— Start RECORD LIST —

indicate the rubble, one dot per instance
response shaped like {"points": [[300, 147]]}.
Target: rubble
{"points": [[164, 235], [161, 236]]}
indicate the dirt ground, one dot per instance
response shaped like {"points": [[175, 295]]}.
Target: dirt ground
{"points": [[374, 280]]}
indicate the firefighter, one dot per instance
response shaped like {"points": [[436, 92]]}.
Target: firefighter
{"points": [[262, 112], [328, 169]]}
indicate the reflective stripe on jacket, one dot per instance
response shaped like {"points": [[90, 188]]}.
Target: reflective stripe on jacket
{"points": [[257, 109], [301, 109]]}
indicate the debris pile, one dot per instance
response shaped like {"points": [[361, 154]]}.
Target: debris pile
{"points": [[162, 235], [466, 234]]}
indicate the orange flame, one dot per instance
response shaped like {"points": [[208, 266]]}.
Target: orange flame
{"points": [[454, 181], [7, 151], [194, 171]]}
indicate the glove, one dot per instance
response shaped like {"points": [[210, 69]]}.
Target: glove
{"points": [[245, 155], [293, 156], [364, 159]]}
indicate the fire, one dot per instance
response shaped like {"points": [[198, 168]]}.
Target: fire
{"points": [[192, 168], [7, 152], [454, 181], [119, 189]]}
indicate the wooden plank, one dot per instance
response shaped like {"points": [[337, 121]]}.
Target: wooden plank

— End RECORD LIST —

Format the lines from the one containing "indicate the glove, one dot per instance" through the end of the items as a numbered list, omitting blank lines.

SOLUTION TO THIS TASK:
1. indicate the glove, one dot per instance
2. response shaped like {"points": [[210, 69]]}.
3. Target: glove
4. {"points": [[245, 155], [293, 156], [364, 159]]}
5. indicate the fire, one dot per instance
6. response shaped like {"points": [[198, 168]]}.
7. Target: fire
8. {"points": [[192, 168], [7, 152], [454, 181], [119, 189]]}
9. indicate the wooden plank, one dot per instance
10. response shaped like {"points": [[337, 121]]}.
11. Target: wooden plank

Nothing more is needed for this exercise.